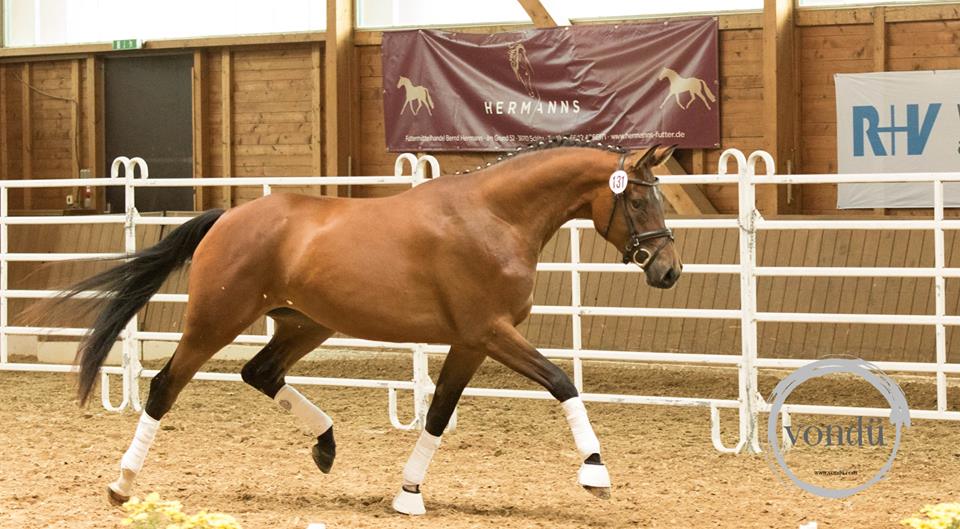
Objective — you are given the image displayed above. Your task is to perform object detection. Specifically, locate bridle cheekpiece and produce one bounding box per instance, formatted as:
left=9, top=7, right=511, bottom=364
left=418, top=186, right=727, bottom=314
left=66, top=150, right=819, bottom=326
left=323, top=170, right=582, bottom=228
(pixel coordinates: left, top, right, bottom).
left=603, top=153, right=673, bottom=270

*****

Write out all of the material above verbatim, leaving out the picture.

Written answer:
Objective — you are given the image displayed above. Your task is to perform object detection. Specifically, locate bridle cheekpiece and produce one bounding box per instance, formatted as:
left=9, top=7, right=511, bottom=364
left=418, top=186, right=727, bottom=314
left=66, top=150, right=819, bottom=326
left=323, top=170, right=582, bottom=228
(pixel coordinates: left, top, right, bottom).
left=603, top=153, right=673, bottom=270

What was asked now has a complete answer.